# Start of Document passage

Twenty-four participants (19 women, between 18 and 29 years, Md = 21 years) who reported normal hearing and normal or corrected to normal vision took part in the experiment. They were all students at the RWTH Aachen University and received credit points or 8€ for participating in the experiment. Only persons signing informed consent took part in the experiment.

Stimuli, task, and apparatus

The experiment was programmed in Psychopy 3.1.5 and run entirely on Dell Latitude 3590 laptop. All visual material was presented on the notebook’s non-glare 15” screen, and all auditory stimuli were played back via a Focusrite Scarlett 2i2 2nd Gen external soundcard and Sennheiser HD 650 headphones.

# End of Document passage
# Start of Information supplied

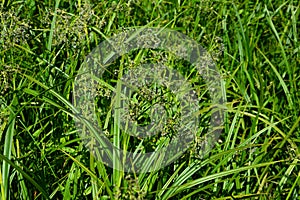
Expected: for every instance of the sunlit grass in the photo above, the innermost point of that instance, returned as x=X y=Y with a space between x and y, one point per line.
x=255 y=46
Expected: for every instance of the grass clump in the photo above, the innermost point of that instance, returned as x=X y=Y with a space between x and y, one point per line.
x=255 y=45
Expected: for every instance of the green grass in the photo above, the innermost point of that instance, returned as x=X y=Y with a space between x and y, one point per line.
x=255 y=45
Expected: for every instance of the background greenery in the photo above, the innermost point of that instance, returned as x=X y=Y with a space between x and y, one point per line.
x=256 y=47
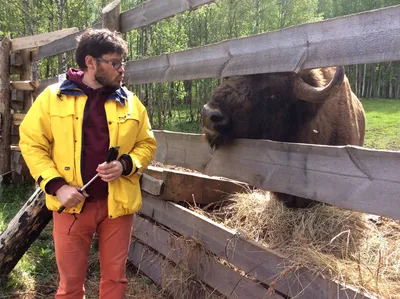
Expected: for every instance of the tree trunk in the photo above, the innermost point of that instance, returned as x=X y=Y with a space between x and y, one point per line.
x=22 y=231
x=364 y=78
x=5 y=112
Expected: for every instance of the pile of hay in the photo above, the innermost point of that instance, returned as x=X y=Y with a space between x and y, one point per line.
x=341 y=244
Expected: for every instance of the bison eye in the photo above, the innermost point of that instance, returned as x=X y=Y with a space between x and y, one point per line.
x=275 y=97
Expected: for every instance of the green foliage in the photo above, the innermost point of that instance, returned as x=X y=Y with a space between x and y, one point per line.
x=383 y=124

# End of Information supplied

→ **Parts of the exercise**:
#1 Write out the passage on the experiment's participants and apparatus word for word.
#2 Give back, unchanged, the stretch of the records from the line containing "Expected: for every instance of the bison" through the last line of the records.

→ **Correct answers**:
#1
Twenty-four participants (19 women, between 18 and 29 years, Md = 21 years) who reported normal hearing and normal or corrected to normal vision took part in the experiment. They were all students at the RWTH Aachen University and received credit points or 8€ for participating in the experiment. Only persons signing informed consent took part in the experiment.

Stimuli, task, and apparatus

The experiment was programmed in Psychopy 3.1.5 and run entirely on Dell Latitude 3590 laptop. All visual material was presented on the notebook’s non-glare 15” screen, and all auditory stimuli were played back via a Focusrite Scarlett 2i2 2nd Gen external soundcard and Sennheiser HD 650 headphones.

#2
Expected: for every instance of the bison eye in the photo above, the innermost point of that instance, returned as x=X y=Y with a space between x and y, one point per line.
x=275 y=97
Expected: for every instance of the green foliage in the photo above, the innermost point of that instance, returned as x=X y=Y with a space between x and y, one point per line.
x=383 y=124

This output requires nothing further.